**What to do**
Please transcribe every record below exactly, leaving out the pictures.

**Listed entries**

=-=-=

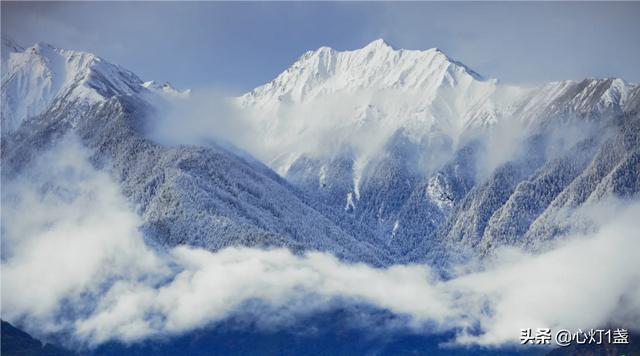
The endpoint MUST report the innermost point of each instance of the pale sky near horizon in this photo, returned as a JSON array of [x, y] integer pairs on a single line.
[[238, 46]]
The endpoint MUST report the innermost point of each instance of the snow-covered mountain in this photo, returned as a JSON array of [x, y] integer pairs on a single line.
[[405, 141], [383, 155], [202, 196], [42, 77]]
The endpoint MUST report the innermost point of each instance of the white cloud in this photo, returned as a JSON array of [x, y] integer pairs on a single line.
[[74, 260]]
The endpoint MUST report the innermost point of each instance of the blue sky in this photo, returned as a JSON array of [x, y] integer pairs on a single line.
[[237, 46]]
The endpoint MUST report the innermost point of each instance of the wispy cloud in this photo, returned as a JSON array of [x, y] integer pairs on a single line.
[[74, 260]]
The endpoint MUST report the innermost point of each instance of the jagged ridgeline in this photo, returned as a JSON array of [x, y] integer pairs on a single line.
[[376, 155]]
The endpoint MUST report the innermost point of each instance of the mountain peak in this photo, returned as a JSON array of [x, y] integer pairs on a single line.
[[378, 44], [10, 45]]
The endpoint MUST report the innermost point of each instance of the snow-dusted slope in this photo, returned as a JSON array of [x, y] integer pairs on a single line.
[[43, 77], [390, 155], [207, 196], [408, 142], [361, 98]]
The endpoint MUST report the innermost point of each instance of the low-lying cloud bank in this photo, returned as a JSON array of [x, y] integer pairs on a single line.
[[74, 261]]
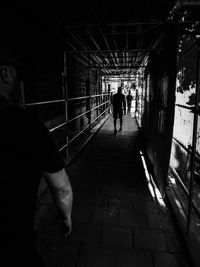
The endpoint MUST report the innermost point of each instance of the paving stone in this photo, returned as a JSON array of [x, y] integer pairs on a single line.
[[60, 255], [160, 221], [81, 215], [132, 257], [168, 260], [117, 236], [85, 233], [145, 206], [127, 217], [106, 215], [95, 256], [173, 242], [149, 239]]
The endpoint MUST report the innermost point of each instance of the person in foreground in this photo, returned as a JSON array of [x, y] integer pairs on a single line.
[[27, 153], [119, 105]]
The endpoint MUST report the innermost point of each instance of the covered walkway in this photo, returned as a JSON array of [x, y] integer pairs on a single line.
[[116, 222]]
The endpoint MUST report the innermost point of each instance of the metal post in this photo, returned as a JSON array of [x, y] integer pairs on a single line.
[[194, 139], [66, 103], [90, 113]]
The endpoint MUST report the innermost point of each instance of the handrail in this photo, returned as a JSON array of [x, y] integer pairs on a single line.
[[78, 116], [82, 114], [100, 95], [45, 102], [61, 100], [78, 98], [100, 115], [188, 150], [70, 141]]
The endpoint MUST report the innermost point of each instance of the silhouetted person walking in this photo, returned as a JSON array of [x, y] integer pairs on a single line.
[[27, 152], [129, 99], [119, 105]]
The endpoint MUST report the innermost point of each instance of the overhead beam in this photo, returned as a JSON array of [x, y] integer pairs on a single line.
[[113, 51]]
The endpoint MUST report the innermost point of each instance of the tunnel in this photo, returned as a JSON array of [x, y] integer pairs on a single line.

=-=-=

**Output for this task**
The endpoint MUST report the innermost point of each instance of the pale sky near horizon in this photo, returned as a JSON array of [x, y] integer pairs on a single line.
[[238, 46]]
The endpoint MUST report the innermost point of each instance of the snow-covered mountain in this photo, returned as a JSON array of [x, y] integer pairs on a single line.
[[405, 141], [383, 155], [202, 196], [42, 77]]
The endpoint MUST report the innermost point of each instance of the white cloud in this photo, returned as a JSON array of [x, y] integer pairs on a single line.
[[74, 260]]
The endpoint MUST report the innermost point of each instance of the blue sky in this photo, returned as a JSON array of [x, y] integer pairs on a single line.
[[237, 46]]
The endpoint MUST report the innermost point of each instance of the wispy cloud in this photo, returned as a JSON array of [x, y] integer pairs on a single line.
[[74, 260]]
The endpoint MUST report the innermost point of each instance of the jagged ridgeline in this photo, returned as a JSON array of [x, y] integer pairs on a single line.
[[376, 155]]
The endpoint MUST report the innermost point of each instance of the mountain peak in this photo, returned as a JSON array of [x, y] integer pairs on a single line.
[[378, 44], [10, 45]]
The endpoint MUST report the innermost point of each instance of the snow-dusted slope in this photo, returned as a JSON array of [x, y] integer pairs on a single line.
[[43, 77], [390, 155], [207, 196], [408, 142], [361, 98]]
The endpoint MUST report the innermost point of each instance of the low-lying cloud bank in this photo, returned as a JSON array of [x, y] integer pairs on a single line.
[[74, 261]]
The endpoint MUST report the innermost point of each instance of the paving stone in this photo, returned as a JSON array of [x, y] integer pairs on a single line.
[[60, 255], [160, 221], [81, 215], [132, 257], [168, 260], [117, 236], [85, 233], [145, 206], [127, 217], [106, 215], [95, 256], [173, 242], [149, 239]]
The endpoint MUST report the innermost point of each instance of the person in foreground in this photo, returned as a JSON array of [x, y] integer pairs on a single line.
[[27, 153], [119, 105]]
The endpoint MUST report the innermost point of each instance of the covered walkway in this photo, returned as a JSON array of [x, y] integer pairs on a single line.
[[116, 222]]
The endpoint MUST report the innermost point of each instance of the metal post in this photo, returned as a JSON array of [x, y] integer pairs on a single line.
[[194, 139], [66, 103], [90, 113]]
The endpoint MUST report the innermost point of each instance of the handrail in this photo, returned as a JSON array of [x, y] integer pairs on a single line.
[[78, 116], [82, 114], [100, 95], [45, 102], [61, 100], [78, 98], [100, 115], [188, 150], [70, 141]]
The endpoint MUST report the innermost point of each instance of the silhouetted person walking in this photo, returned as a JSON array of [x, y] integer pairs on a single line.
[[27, 152], [129, 99], [119, 105]]
The endpoint MUST report the innermost point of each instance of the overhead beam in this photo, returned as a JSON array of [x, y] integer pairs on a single line.
[[113, 51]]
The endpoint MUST report the innermost point of each instance of the tunnel in this photo, returned as a JSON array of [x, y] integer pairs on a single line.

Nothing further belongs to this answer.